#### Task details
Please count the lines in the data below that contain the string "flower", and reply with that number alone.

#### Materials provided
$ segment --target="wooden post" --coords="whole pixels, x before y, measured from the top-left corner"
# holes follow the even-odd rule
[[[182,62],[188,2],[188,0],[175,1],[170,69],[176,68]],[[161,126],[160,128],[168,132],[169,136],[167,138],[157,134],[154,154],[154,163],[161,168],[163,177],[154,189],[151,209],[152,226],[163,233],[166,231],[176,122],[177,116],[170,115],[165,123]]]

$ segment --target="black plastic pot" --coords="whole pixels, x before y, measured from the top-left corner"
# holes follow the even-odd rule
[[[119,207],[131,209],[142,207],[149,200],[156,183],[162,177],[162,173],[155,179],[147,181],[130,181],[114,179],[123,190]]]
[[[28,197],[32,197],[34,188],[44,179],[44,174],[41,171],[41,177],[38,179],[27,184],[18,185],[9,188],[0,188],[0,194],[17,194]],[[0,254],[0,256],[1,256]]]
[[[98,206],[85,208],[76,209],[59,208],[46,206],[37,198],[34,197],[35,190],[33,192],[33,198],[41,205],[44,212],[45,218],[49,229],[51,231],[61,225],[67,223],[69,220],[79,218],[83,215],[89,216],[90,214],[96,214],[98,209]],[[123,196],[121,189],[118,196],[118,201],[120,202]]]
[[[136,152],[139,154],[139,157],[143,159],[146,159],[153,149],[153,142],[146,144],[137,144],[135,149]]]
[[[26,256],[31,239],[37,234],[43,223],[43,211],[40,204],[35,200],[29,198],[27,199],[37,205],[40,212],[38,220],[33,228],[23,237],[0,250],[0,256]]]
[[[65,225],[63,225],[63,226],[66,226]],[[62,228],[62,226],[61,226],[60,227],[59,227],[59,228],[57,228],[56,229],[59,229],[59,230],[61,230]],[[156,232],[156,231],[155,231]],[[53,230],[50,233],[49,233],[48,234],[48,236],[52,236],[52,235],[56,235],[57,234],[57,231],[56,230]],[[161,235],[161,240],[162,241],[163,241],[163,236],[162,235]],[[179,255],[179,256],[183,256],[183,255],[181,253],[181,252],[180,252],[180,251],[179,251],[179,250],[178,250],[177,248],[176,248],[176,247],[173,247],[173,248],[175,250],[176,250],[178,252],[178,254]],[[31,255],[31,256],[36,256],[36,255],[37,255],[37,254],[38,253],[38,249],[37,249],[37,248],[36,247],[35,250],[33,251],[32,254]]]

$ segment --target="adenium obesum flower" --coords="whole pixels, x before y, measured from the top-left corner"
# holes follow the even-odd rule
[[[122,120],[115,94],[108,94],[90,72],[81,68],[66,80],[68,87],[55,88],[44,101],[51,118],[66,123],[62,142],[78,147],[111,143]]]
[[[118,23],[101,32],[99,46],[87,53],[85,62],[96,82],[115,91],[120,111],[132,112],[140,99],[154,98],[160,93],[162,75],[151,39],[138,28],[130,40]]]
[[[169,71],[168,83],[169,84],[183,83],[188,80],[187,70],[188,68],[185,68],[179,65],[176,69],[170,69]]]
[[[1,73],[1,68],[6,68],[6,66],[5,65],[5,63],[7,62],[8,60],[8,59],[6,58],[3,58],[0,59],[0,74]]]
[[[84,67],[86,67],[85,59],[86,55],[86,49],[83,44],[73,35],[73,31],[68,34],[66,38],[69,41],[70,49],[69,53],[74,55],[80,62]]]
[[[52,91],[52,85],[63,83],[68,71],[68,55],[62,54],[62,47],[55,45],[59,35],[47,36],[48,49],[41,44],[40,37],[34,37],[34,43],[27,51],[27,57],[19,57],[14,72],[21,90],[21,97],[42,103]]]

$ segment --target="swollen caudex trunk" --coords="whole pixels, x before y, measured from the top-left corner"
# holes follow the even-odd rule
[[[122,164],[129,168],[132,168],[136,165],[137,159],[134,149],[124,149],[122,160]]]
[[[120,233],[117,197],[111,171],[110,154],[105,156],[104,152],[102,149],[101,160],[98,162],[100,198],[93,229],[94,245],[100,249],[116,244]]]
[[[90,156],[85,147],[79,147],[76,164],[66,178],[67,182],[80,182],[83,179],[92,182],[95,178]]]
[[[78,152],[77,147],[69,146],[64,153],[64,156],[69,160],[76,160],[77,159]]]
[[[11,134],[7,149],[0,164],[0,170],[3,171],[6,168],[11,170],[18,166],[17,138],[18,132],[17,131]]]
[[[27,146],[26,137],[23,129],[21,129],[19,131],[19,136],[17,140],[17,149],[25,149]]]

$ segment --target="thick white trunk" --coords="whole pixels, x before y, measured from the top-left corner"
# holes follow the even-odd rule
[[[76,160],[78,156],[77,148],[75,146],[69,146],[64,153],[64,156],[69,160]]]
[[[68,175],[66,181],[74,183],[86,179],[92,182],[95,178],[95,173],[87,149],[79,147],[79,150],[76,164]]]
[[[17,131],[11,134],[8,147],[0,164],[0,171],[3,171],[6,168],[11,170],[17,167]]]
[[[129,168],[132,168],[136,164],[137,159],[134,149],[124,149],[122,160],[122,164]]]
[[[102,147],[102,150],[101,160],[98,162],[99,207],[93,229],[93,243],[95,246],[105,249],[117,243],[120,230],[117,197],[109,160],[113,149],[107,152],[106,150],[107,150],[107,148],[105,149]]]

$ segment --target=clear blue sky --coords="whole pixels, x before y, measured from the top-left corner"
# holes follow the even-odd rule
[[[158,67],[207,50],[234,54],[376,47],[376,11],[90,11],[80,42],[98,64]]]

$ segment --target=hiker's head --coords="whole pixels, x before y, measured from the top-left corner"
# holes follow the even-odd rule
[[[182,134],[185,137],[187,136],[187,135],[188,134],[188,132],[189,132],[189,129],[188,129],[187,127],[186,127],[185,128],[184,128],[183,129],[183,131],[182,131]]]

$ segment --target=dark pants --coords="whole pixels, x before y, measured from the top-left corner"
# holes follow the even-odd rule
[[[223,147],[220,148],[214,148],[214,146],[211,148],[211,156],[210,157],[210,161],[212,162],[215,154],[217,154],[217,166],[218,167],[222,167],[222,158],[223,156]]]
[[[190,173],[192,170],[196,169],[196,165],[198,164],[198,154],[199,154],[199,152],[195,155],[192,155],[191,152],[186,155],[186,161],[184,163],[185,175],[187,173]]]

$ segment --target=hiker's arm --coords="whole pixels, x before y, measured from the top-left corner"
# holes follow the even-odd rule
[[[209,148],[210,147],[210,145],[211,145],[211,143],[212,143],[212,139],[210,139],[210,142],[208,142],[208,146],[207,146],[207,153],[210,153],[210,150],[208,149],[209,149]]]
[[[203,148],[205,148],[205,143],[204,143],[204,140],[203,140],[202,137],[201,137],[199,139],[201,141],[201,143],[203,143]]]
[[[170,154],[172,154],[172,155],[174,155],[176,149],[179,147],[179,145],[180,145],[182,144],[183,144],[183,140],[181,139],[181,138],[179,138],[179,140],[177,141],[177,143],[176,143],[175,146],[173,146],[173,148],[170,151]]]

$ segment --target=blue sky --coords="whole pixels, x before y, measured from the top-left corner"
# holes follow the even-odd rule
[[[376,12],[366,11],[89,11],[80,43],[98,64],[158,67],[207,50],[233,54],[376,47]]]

---

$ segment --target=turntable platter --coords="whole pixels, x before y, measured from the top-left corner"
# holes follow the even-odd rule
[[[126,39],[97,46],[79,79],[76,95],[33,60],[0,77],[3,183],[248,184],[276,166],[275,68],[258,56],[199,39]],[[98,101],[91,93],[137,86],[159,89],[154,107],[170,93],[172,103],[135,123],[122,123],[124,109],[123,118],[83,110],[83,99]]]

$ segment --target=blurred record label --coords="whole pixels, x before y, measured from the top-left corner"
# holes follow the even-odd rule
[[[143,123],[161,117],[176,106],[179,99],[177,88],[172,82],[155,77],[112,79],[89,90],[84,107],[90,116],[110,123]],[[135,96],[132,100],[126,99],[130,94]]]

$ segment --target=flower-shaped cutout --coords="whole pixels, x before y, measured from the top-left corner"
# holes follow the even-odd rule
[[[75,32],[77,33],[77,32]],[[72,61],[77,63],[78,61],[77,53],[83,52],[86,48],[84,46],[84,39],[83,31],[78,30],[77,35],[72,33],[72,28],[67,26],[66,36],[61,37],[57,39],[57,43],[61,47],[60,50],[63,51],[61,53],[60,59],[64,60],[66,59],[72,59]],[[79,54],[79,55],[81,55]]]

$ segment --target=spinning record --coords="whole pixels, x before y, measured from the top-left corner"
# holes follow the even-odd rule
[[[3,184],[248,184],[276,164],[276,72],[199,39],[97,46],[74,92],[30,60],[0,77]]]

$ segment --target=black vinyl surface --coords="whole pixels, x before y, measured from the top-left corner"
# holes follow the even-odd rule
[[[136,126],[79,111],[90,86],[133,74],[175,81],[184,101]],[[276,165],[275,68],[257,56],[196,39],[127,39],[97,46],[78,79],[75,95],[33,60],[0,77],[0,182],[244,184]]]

#### Exercise response
2